_Quoted passage_
An exemplary embodiment of the single-junction solar cell light source calibration procedure will now be described. First, the light source 14 is placed inside the apparatus 10 as shown in FIG. 1. The control cell 20 is then placed in the substrate holder 18 and power is supplied to the light source 14. The intensity of light 16 from the light source 14 is monitored by measuring an output short circuit current of the control cell 20. This may be done on a daily basis. Next, a percentage difference between the output short circuit current and an externally calibrated short circuit current of the control cell 20 is calculated. If this percentage difference is greater than a targeted maximum percentage current difference, the power supplied to the light source 14 is adjusted and the resulting output short circuit current of the control cell 20 is measured until the percentage difference is less than the targeted maximum percentage current difference. The targeted maximum percentage current difference may be about 1%.

_Data entries_
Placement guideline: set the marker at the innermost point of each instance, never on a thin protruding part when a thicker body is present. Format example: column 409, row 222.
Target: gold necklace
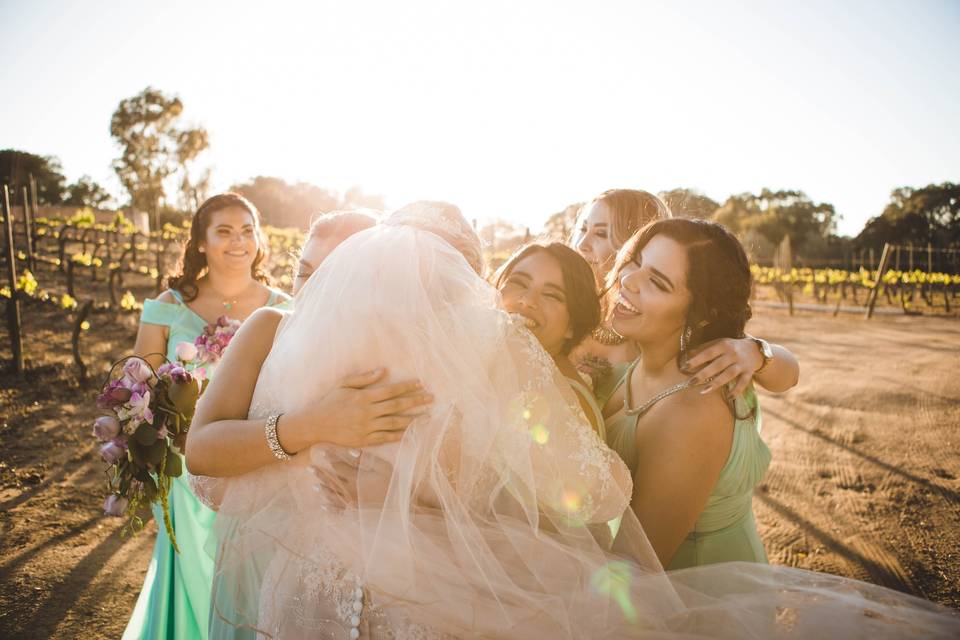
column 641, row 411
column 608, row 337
* * *
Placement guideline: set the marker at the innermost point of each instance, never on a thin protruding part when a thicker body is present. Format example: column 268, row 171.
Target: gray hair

_Problem set_
(a) Answer these questions about the solar cell calibration passage:
(i) What is placed in the substrate holder 18?
(ii) What is measured to monitor the intensity of light 16?
(iii) About what value may the targeted maximum percentage current difference be?
(b) Write the next few sentences of the solar cell calibration passage, picking up after its final sentence.

_Exercise answers_
(a)
(i) The control cell 20.
(ii) An output short circuit current of the control cell 20.
(iii) About 1%.

(b)
A monitoring module 24 is then placed inside the apparatus 10 and connected to measurement circuitry. Subsequently, an output short circuit current, an output open circuit voltage and a quantum efficiency of the monitoring module 24 are measured several times. This may be done on a daily basis. A percentage difference between the output short circuit current measured on the last occasion and an average of the previously measured output short circuit currents is then computed. Next, a percentage difference between the output open circuit voltage measured on the last occasion and an average of the previously measured output open circuit voltages is calculated. Likewise, a percentage difference between the quantum efficiency measured on the last occasion and an average of the previously measured quantum efficiencies is also computed. If the percentage difference in short circuit currents is less than a targeted maximum percentage current difference, the percentage difference in open circuit voltages is less than a targeted maximum percentage voltage difference, and the percentage difference in quantum efficiencies is less than a targeted maximum percentage efficiency difference, the method ends and the light source 14 has been calibrated. However, if the percentage difference in short circuit currents is more than the targeted maximum percentage current difference, the percentage difference in open circuit voltages is more than the targeted maximum percentage voltage difference, or the percentage difference in quantum efficiencies is more than the targeted maximum percentage efficiency difference, the procedure continues with a reference module 24, as now discussed. The targeted maximum percentage current difference may be about 2%, the targeted maximum percentage voltage difference may be about 2%, and the targeted maximum percentage efficiency difference may be about 4%.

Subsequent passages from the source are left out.